WORK TO COMPLETE |
(1) Transcribe the part of the blog post about painting a bedroom starting with "I hate painting trim" and going on through "drives my discontent.".
(2) In the blog post about painting a bedroom, shorten the paragraph that begins "So here I am, on month two" while keeping its main facts.
(3) Carry on the blog post about painting a bedroom and living with chronic disease from its last sentence.

My husband and I have lived in our house for four and a half years and I am finally painting our bedroom. I hate painting. 

 

I hate painting trim the most.  I hate priming the trim even more.

I was considering my dark feelings toward the process and I came to the realization that it’s the repetition with very delayed rewards that drives my discontent. 

If any of you have ever painted wood trim knows, it is a process!  And I skip half of what you are supposed to do. 

What is sanding???
Anyway, it takes at least three steps to get to gorgeous white trim. Then you forget that you also have to paint the doors.
So here I am, on month two of painting one room. This should take a day, but it has taken me what will possibly be upwards of three months.  It’s laborious and long and the fulfillment doesn’t come until that final application. 

Kind of like anything that matters, right?

 

Chronic disease usually isn’t healed over night.  It takes weeks, months, years of trying one medication and then another, maybe changing your diet, taking some vitamins, rethinking every flipping thing and it can seem endless, and rather unrewarding at times.

RAW DATA |
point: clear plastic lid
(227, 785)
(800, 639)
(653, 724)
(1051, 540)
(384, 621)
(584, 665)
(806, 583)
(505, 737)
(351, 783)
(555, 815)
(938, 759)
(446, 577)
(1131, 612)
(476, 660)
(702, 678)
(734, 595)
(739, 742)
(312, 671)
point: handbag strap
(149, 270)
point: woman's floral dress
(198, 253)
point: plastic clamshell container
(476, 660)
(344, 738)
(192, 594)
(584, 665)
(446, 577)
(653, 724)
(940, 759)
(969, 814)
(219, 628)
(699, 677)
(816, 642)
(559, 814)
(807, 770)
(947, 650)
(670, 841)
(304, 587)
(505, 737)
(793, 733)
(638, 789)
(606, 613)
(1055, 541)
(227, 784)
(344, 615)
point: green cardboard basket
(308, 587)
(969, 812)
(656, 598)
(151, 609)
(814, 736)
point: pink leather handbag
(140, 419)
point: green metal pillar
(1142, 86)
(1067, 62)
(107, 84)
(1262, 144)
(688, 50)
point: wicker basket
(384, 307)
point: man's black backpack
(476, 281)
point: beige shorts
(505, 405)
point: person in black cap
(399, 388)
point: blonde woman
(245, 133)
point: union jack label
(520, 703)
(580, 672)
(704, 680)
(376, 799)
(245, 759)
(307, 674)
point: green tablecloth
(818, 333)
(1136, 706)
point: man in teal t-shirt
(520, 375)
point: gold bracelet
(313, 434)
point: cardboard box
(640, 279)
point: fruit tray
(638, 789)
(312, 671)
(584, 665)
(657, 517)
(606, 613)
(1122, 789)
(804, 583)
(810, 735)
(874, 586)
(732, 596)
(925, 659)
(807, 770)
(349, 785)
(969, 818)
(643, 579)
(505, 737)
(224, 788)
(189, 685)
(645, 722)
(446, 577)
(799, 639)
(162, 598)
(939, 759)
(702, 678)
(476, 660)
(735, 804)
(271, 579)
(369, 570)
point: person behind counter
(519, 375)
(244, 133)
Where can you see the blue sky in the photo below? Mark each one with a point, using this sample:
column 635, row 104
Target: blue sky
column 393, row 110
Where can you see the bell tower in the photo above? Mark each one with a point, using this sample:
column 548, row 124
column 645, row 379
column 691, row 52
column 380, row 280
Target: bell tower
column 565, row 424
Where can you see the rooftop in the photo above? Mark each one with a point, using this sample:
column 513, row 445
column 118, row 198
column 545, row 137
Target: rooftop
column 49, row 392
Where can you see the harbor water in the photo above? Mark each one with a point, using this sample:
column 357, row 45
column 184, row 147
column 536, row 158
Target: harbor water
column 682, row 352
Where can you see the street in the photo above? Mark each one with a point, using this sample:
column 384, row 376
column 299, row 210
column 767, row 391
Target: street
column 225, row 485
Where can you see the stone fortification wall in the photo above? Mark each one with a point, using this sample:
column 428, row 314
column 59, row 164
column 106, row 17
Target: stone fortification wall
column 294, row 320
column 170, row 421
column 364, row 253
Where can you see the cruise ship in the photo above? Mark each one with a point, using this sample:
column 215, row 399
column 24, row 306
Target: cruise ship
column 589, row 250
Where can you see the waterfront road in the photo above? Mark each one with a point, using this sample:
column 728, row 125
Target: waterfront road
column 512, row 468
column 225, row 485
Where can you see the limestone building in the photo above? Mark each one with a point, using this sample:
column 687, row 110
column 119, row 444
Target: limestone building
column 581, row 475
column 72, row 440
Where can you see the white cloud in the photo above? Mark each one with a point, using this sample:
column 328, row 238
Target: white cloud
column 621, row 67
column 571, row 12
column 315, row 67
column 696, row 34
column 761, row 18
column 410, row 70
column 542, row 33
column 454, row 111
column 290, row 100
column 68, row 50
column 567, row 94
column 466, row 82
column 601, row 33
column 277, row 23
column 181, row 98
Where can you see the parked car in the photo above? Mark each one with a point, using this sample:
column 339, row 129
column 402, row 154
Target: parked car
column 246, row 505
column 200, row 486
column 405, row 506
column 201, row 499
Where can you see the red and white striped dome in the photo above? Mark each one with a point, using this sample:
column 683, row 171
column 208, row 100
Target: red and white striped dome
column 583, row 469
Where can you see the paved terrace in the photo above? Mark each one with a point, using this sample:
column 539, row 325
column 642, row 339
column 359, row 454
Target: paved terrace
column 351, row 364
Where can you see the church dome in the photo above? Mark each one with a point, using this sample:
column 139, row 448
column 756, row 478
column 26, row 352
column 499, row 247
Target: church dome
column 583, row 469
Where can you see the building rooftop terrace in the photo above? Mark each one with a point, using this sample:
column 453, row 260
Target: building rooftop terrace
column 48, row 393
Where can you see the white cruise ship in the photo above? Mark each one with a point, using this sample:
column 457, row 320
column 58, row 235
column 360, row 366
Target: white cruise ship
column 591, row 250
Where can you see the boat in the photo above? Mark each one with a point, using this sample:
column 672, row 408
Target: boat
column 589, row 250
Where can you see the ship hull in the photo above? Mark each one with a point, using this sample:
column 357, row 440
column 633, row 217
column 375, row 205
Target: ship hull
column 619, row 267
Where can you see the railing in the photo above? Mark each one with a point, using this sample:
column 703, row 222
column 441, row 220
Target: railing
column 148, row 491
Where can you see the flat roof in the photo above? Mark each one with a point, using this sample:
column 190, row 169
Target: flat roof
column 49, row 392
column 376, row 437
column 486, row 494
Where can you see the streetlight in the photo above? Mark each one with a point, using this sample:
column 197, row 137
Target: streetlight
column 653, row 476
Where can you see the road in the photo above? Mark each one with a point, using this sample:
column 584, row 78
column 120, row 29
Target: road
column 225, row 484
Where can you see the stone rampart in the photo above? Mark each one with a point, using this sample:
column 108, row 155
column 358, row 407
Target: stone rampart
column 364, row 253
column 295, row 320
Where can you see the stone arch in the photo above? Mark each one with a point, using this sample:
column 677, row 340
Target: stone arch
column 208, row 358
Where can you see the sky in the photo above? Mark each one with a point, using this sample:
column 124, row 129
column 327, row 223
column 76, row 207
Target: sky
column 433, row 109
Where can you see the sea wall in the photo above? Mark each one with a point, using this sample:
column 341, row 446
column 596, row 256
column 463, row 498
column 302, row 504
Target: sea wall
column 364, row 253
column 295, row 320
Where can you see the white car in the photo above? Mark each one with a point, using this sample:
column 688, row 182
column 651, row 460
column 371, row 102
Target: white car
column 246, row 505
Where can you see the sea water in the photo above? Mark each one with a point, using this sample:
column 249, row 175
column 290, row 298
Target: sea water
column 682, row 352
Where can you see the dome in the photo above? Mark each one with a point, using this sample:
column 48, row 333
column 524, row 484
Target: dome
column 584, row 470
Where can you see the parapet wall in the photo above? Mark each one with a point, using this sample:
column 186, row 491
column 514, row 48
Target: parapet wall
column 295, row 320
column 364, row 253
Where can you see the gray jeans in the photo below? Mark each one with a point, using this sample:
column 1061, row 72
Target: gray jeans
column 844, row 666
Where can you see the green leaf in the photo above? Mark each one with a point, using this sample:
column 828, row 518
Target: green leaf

TASK RESULTS |
(1)
I hate painting trim the most.  I hate priming the trim even more.

I was considering my dark feelings toward the process and I came to the realization that it’s the repetition with very delayed rewards that drives my discontent.

(2) I'm two months into painting one room. It should take a day but may run past three months, and the slow, tiring work gives no satisfaction until the final coat.

(3)
It’s true in relationships too.  We can have one falling out, make one mistake, forget one thing and have to work at rebuilding trust for years. 

 

Or maybe it’s that record you are trying to make, that book you want to write, that degree you’re trying to earn. Whatever it is, your reward requires persistence and tenacity.  We can’t let ourselves give in when it seems the stupid room will never be finished.
We just have to keep painting, one brush stroke after another, until finally, it’s white, and perfect, and we can sit in the middle of the floor with a glass of wine, reaping the beautiful rewards of the hard work, as we ignore the one spot we missed in the corner.
That will be the perfect spot for the new armoire, don’t you think?  
What is it that you have been persisting at?  When have you wanted to give up?  What have you overcome?  Tell me in the comments.